• Task prompt
Rewrite the listing with "image" substituted for "photograph", keeping every other line and word unchanged. Omit the pictures from your answer.

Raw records
================

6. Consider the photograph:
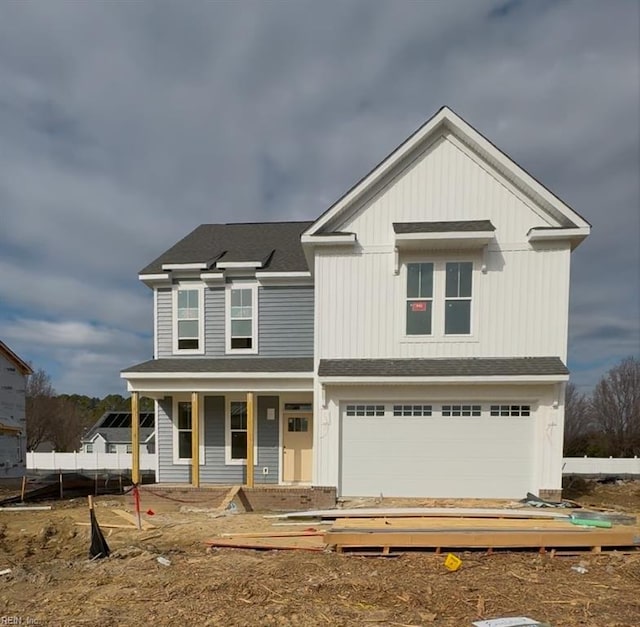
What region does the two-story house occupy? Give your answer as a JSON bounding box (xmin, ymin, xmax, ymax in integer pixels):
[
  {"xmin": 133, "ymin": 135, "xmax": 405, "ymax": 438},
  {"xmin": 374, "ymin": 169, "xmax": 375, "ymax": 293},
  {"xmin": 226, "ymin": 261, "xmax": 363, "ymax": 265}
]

================

• Expected answer
6. Consider the image:
What region does the two-story house occupy? Give your answer as a JSON bounding box (xmin, ymin, xmax, ymax in integer pixels):
[
  {"xmin": 133, "ymin": 135, "xmax": 405, "ymax": 438},
  {"xmin": 374, "ymin": 169, "xmax": 375, "ymax": 293},
  {"xmin": 226, "ymin": 261, "xmax": 363, "ymax": 265}
]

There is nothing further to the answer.